## Work item
From the first line to the last, reproduce the data exactly.

Natural language region descriptions
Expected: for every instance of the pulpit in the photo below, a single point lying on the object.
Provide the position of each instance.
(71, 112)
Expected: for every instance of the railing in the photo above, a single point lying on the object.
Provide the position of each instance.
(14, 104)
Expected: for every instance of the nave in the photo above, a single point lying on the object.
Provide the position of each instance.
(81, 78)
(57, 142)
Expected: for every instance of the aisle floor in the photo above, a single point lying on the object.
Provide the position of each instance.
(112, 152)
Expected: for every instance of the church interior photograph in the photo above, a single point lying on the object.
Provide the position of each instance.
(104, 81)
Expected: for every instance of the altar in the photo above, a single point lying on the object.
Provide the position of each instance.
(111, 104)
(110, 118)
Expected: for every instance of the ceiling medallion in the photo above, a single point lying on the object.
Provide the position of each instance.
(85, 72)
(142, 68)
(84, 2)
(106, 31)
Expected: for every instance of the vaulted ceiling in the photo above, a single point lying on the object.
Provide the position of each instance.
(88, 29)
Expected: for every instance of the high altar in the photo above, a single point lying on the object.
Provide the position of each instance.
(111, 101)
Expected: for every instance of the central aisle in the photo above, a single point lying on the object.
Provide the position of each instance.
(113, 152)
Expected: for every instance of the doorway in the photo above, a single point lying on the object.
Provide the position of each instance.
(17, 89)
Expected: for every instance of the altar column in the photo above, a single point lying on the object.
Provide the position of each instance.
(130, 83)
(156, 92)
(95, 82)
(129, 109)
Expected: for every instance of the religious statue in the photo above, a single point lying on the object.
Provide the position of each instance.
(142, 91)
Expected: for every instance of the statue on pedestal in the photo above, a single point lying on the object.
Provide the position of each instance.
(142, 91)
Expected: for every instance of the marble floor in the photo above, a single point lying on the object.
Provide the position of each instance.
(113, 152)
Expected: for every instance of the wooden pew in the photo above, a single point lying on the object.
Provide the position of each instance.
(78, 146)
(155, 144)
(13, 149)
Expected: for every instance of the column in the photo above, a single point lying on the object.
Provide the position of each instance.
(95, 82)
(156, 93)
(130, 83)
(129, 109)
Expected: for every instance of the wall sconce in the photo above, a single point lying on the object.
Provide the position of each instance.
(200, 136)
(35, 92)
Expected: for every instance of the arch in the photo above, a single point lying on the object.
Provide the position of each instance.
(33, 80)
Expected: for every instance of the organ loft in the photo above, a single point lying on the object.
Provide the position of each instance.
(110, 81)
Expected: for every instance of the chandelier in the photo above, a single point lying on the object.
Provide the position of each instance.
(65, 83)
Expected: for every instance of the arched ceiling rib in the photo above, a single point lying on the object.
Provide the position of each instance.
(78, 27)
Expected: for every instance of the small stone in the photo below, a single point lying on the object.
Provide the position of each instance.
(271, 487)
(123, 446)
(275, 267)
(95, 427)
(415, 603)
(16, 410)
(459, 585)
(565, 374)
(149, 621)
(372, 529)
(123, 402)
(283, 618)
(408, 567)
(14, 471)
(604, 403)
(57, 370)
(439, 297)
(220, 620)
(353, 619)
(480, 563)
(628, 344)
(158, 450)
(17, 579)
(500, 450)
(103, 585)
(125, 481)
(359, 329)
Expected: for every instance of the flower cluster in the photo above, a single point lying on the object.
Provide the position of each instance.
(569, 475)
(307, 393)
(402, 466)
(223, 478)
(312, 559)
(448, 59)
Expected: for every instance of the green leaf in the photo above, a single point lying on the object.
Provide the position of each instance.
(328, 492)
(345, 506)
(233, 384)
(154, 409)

## Output below
Expected: for every instance of the pulpit in the photo below, a single point lying on the object.
Provide the position of each instance.
(71, 112)
Expected: for every instance of the railing in the photo above, a single point lying on the object.
Provide the position of each instance.
(14, 104)
Expected: for every instance of the nave in the photo above, a single point lying on the object.
Provide the position of each instance.
(81, 78)
(57, 142)
Expected: for every instance of the aisle floor in the photo above, a single point lying on the object.
Provide the position of each instance.
(112, 152)
Expected: for every instance of the church interior photograph in the photo above, a single point lying on the object.
Provide the position of each instance.
(104, 81)
Expected: for every instance of the altar in the photo above, a single point lying on the object.
Provide the position of each instance.
(111, 104)
(110, 118)
Expected: for every instance of the ceiling medallion in the photo above, a single point lying on the object.
Provide the position of each instance.
(85, 72)
(142, 68)
(84, 2)
(106, 31)
Expected: for every instance of the vaulted ceiling in the photo above, a single point lying on the object.
Provide the position of each instance.
(88, 29)
Expected: for every instance of the high altar in the photo above, a single point lying on the object.
Provide the position of each instance.
(111, 101)
Expected: for every instance of the central aisle in the photo above, a single point lying on the object.
Provide the position of each instance.
(113, 152)
Expected: for every instance of the doorway in the photo above, a single point lying on the object.
Provide the position of each instance.
(17, 89)
Expected: for every instance of the altar column in the photo above, a single point lying on the object.
Provide the position of each instance.
(130, 83)
(156, 92)
(95, 82)
(129, 109)
Expected: for every instance of the religious statue in the photo above, a single point lying on the object.
Provide the position of each instance.
(142, 91)
Expected: for every instance of the statue on pedestal in the photo above, a single point lying on the object.
Provide the position of each instance.
(142, 91)
Expected: for every instance of the marble floor in the photo above, a single point lying on the object.
Provide the position of each instance.
(113, 152)
Expected: for every instance of the wooden pew in the photo above, a single point lying on the object.
Provide the position of each instance.
(78, 146)
(155, 144)
(13, 149)
Expected: for every instance of the column in the photo above, a single point lying on the object.
Provide the position of each instance.
(95, 82)
(156, 93)
(130, 83)
(129, 109)
Expected: for every instance of the wall sconce in the photo above, a single point lying on the object.
Provide the position of each instance.
(200, 136)
(35, 92)
Expected: for every instance of the arch in the photo above, a single point lying on the object.
Provide the position of each instance.
(33, 80)
Expected: for every instance of the organ loft in the photo above, a single point lying on the object.
Provide the position of each instance.
(110, 81)
Expected: for every instance of the chandelier in the photo above, a single point lying on the object.
Provide the position of each instance.
(65, 83)
Expected: for every instance of the arched ceiling rib in the photo above, a single point lying on the object.
Provide the position of each instance.
(78, 27)
Expected: for every instance of the small stone in the photo below, a single point lying on the object.
Provide the position of each instance.
(271, 487)
(123, 446)
(275, 267)
(95, 427)
(415, 603)
(16, 410)
(459, 585)
(565, 374)
(149, 621)
(372, 529)
(123, 402)
(283, 618)
(408, 567)
(14, 471)
(604, 403)
(57, 370)
(439, 297)
(220, 620)
(353, 619)
(480, 563)
(628, 344)
(158, 450)
(17, 579)
(500, 450)
(103, 585)
(125, 481)
(359, 329)
Expected: for every instance of the flower cluster in the photo above, a single point lying on the object.
Provide the position of each instance.
(569, 475)
(307, 393)
(402, 466)
(223, 478)
(312, 559)
(448, 59)
Expected: for every instance of the green leaf in the photo above, a single point lying on the object.
Provide the position of each instance.
(328, 492)
(345, 506)
(233, 384)
(154, 409)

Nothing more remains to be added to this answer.